Extrait fourni:
++++++++++++++++++++
Une guerre de la communication

Le site où Peter Goon publie, Air Power Australia, est engagé depuis quelques années, surtout depuis quelques mois, dans une bataille féroce pour tenter d’éclairer le programme JSF de la pâle lumière de la réalité. (Cette bataille vient de loin, comme on peut le constater sur ce site, en recherchant le sigle “JSF”.) Comme on l’a dit, il y a en face un “mur d’indifférence” ou de “mur d’inconnaissance par volonté d’indifférence” pour cette réalité, ce que Goon définit dans l’action de la chose comme «[t]he total lack of substantive responses to resulting questions put to the various proponents of the Joint Strike Fighter around the world». La seule bataille que mène la paire LM-JPO est celle de maintenir à tout prix la cohésion et la puissance de l’univers-“bullshit” du JSF.
++++++++++++++++++++
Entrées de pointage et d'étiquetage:
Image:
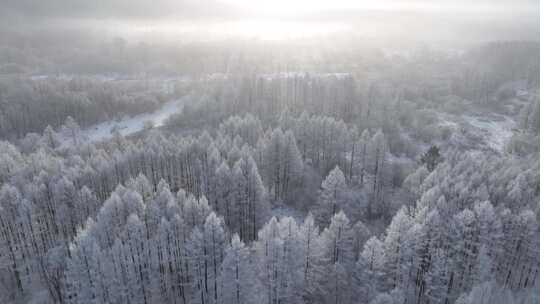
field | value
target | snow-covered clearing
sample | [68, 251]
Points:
[130, 125]
[496, 130]
[478, 132]
[283, 211]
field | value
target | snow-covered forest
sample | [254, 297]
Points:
[222, 173]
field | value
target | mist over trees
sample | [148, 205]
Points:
[287, 174]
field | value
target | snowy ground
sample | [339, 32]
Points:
[496, 130]
[283, 210]
[130, 125]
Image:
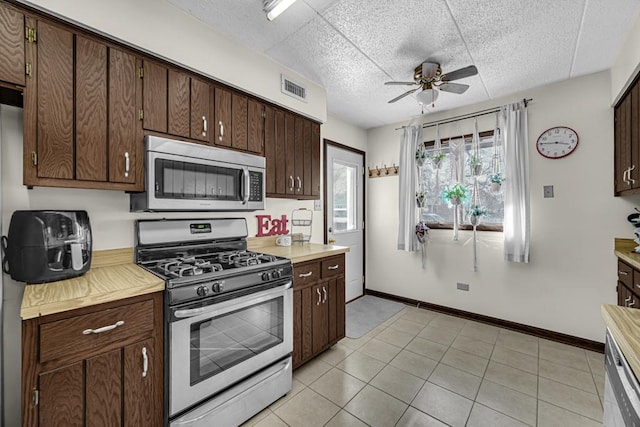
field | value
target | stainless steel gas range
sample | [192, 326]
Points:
[228, 319]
++++++++++++++++++++
Énoncé A:
D'après l'extrait sur le programme JSF, dans quel but le site Air Power Australia mène-t-il sa bataille ?
Énoncé B:
Selon l'extrait sur le programme JSF, quelle est la seule bataille que mène la paire LM-JPO ?
Énoncé C:
Prolongez l'extrait sur le programme JSF à partir de sa dernière phrase.

Résultat A:
Le site Air Power Australia mène cette bataille pour tenter d'éclairer le programme JSF de « la pâle lumière de la réalité ».

Résultat B:
Celle de maintenir à tout prix la cohésion et la puissance de l'univers-« bullshit » du JSF.

Résultat C:
Jusqu’à récemment, l’information-standard, celle qui est acquise au système, a suivi les consignes sans rechigner, en illustrant le parcours des cent-fleurs de sa rhétorique. Aujourd’hui, elle commence à se sentir mal à l’aise, comme on se doute de quelque chose. Comme elle est conditionnée, peu courageuse et en générale très enfoncée dans sa soumission, elle se contente de mettre côte à côte telle et telle informations incroyablement divergentes, sans aller jusqu’à l’interrogation stupéfaite. Ainsi du site US et archi-standard Defense Industry Daily, le 19 février, qui aligne ces quelques lignes (à propos du coût des JSF promis à Israël):

«In an exclusive June 2006 interview, Israeli Air Force (IAF) chief procurement officer Brigadier-General Ze’ev Snir told Israel’s Globes publication that the F-35 Joint Strike Fighter was a key part of their IAF recapitalization plans, and that Israel intends to buy over 100 of the fighters to replace their F-16s over time. A 100-plane deal would cost at least $5 billion under Israel’s original estimates, and would involve the F-35A conventional take-off Air Force version. Snir added that: “The IAF would be happy to equip itself with 24 F-22s but the problem at this time is the US refusal to sell the plane, and its $200 million price tag.”

»Unfortunately, Israel’s September 2008 request for its first 75 F-35s would end up costing them an estimated $15 billion – or about $200 million per plane, in return for a fighter with poorer air-to-air performance, and less stealth.»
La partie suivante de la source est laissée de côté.